Stored entries:
◇ ◇ ◇ ◇

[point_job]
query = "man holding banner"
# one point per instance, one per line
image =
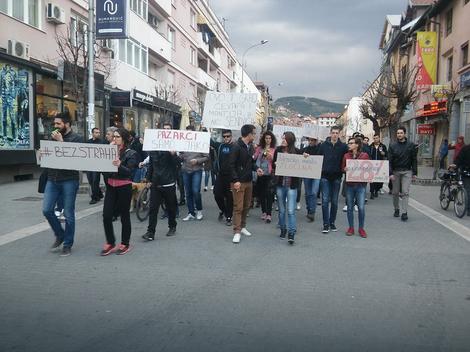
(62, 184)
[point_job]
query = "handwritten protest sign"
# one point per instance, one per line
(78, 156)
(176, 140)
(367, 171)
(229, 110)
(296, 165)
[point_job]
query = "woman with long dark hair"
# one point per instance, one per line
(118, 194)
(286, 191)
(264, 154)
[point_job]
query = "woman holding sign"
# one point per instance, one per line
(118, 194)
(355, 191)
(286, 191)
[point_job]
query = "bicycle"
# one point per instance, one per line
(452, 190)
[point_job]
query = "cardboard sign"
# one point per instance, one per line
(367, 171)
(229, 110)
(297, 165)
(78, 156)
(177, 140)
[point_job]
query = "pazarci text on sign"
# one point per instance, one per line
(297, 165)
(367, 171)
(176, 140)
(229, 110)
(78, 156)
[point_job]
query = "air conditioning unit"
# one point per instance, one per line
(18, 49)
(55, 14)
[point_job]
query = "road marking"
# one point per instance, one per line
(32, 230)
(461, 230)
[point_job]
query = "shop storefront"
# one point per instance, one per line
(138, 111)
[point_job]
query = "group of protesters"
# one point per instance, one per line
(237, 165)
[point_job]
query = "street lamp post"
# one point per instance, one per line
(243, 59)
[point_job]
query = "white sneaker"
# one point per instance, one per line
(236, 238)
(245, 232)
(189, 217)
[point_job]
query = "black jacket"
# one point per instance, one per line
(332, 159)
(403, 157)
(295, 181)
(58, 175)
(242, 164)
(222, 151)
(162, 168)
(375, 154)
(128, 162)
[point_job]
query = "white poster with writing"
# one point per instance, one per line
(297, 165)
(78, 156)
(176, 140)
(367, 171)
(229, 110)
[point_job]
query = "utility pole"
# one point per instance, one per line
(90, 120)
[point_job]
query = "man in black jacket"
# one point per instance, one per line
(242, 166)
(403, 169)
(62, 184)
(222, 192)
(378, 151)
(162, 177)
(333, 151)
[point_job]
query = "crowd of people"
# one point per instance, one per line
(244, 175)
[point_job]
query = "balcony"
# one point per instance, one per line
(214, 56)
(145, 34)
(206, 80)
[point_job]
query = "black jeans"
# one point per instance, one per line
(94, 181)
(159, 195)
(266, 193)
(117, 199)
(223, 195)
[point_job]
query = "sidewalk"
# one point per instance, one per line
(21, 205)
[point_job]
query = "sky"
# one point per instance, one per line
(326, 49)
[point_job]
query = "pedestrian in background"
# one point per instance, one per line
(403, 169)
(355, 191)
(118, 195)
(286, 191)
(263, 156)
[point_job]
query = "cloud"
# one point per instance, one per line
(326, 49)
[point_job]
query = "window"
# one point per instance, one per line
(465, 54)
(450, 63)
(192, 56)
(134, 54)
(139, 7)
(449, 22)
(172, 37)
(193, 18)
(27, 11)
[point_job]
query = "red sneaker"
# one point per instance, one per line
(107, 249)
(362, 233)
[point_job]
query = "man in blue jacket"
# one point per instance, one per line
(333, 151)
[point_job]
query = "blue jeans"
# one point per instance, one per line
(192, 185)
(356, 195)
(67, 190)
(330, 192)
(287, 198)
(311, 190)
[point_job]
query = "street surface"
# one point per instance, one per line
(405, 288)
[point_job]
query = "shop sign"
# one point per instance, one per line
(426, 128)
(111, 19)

◇ ◇ ◇ ◇

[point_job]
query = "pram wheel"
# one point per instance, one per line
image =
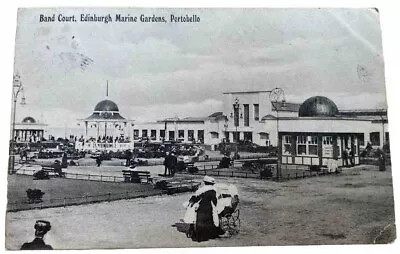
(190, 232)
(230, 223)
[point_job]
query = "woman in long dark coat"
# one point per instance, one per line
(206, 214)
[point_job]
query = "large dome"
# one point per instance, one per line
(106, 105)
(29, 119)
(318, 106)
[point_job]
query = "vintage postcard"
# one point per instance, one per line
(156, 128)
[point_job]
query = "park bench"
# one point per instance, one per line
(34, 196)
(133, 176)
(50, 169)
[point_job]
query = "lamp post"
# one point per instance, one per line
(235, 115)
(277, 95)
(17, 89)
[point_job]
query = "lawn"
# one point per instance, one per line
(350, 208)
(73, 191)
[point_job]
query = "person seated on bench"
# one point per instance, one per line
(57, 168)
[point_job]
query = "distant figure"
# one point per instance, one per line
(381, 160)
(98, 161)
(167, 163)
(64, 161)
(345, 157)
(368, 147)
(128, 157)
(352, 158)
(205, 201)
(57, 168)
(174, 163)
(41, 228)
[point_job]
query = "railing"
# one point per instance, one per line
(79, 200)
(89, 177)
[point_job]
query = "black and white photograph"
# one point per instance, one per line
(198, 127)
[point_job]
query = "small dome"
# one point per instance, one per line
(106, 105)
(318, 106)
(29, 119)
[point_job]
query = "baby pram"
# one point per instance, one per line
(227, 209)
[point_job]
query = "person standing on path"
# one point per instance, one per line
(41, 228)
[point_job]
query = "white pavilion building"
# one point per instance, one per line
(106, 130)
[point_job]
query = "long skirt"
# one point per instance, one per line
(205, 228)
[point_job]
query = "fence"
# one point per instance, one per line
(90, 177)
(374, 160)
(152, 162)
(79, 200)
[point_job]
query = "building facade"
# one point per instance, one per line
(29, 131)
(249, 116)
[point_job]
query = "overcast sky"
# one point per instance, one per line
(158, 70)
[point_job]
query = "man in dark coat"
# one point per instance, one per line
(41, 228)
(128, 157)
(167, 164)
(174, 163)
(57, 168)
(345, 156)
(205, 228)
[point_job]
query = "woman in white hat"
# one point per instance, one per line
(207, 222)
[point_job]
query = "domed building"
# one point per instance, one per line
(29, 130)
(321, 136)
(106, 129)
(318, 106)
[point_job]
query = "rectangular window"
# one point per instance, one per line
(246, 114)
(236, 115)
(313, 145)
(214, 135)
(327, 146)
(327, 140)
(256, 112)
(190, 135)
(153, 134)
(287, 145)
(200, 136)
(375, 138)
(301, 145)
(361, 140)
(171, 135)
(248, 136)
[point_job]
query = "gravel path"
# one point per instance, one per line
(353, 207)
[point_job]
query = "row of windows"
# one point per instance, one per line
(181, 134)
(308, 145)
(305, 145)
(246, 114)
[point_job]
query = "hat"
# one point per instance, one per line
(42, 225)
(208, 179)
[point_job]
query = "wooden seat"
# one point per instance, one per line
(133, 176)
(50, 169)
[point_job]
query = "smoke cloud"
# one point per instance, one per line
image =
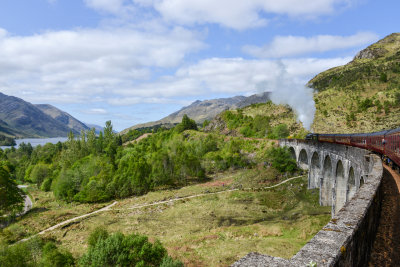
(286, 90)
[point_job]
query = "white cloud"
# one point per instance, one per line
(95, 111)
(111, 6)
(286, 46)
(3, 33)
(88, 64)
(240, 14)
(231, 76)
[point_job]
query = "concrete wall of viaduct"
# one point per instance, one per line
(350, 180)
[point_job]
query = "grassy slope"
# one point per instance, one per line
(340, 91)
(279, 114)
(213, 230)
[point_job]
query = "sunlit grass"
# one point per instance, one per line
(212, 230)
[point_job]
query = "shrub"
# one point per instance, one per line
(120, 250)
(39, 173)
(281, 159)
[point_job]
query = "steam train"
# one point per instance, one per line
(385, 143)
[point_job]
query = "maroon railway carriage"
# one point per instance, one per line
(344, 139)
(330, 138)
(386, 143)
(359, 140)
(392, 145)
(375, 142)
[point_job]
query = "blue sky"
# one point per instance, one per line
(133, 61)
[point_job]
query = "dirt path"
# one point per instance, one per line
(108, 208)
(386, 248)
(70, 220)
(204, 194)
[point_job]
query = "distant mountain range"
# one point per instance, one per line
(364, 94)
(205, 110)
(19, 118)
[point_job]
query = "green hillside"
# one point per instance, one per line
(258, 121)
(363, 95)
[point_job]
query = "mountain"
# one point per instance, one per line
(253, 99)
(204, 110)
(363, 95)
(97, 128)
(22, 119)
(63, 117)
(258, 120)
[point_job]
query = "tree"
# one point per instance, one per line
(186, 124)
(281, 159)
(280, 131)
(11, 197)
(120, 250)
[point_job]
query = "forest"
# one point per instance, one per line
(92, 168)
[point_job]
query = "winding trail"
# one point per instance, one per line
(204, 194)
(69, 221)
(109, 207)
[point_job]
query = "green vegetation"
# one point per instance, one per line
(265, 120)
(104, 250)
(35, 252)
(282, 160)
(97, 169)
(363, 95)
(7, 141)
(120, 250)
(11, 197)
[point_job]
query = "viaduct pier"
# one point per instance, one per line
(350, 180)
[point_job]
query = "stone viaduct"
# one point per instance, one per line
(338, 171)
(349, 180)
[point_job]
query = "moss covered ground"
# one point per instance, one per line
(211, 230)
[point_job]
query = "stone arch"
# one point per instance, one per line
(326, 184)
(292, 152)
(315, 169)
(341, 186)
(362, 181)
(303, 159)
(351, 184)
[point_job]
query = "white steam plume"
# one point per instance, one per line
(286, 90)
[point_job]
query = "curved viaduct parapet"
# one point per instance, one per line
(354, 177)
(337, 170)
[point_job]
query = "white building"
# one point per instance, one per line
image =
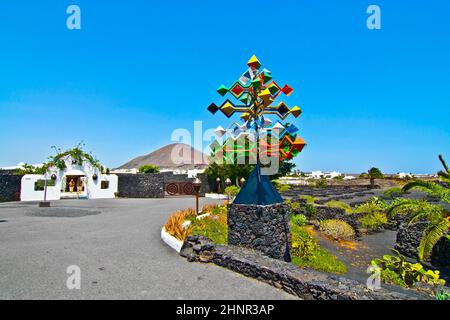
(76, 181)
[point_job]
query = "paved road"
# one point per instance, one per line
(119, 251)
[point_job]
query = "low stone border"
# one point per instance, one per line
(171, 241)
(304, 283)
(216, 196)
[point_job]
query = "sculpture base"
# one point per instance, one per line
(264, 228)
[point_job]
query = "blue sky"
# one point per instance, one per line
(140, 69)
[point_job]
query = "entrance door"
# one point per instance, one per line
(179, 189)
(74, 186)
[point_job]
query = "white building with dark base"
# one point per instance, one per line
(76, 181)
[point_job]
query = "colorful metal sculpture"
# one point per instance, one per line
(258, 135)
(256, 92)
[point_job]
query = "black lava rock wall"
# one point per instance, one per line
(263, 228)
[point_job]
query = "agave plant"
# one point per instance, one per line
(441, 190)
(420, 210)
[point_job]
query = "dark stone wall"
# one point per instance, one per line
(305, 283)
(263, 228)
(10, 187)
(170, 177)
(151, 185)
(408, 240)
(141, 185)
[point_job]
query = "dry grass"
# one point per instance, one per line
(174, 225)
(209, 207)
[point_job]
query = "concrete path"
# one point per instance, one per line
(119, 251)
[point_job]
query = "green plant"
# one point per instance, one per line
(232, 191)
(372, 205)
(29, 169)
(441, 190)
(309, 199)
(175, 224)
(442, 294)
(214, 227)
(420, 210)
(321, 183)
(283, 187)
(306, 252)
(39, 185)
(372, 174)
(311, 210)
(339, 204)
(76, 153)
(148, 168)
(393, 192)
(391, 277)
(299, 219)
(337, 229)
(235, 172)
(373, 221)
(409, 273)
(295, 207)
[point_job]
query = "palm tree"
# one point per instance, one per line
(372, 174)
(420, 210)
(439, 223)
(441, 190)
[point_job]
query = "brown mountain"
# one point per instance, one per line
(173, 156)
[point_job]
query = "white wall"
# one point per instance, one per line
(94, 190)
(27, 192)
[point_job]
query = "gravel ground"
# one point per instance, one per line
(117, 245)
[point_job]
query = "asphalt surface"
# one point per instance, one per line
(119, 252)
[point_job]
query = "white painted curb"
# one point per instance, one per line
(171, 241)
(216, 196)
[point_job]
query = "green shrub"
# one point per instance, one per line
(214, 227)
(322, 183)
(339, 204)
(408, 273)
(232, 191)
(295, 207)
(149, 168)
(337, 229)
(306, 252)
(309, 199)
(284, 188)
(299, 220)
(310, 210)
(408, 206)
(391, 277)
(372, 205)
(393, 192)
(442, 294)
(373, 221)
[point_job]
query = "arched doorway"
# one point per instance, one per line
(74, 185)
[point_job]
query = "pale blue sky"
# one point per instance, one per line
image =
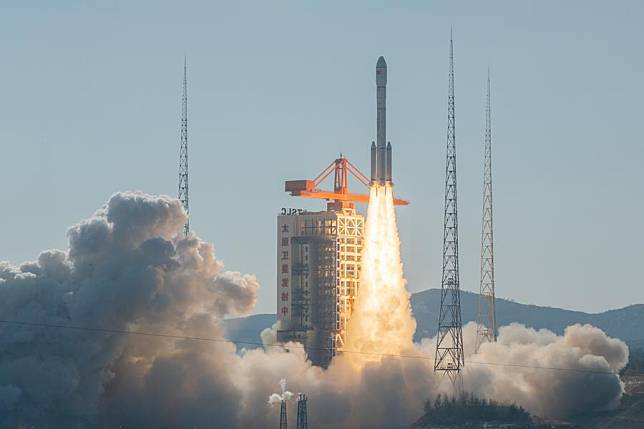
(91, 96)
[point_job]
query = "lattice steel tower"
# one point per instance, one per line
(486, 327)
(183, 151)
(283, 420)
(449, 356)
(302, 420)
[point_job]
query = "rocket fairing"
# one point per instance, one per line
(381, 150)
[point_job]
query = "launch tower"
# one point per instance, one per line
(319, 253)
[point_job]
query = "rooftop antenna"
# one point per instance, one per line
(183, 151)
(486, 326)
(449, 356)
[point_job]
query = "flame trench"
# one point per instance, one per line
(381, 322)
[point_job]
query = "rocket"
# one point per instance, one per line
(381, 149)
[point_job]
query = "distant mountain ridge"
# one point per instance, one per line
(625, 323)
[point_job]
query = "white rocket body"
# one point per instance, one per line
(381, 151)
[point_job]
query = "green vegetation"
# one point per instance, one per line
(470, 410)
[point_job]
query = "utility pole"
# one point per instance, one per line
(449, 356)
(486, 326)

◇ ◇ ◇ ◇

Exercise prompt: Return each line in the records that holds the string "dark".

Solution to this problem:
query = "woman with long dark hair"
query = "woman in long dark coat"
query = "man in dark coat"
query = "white building with dark base"
query = "dark stone wall"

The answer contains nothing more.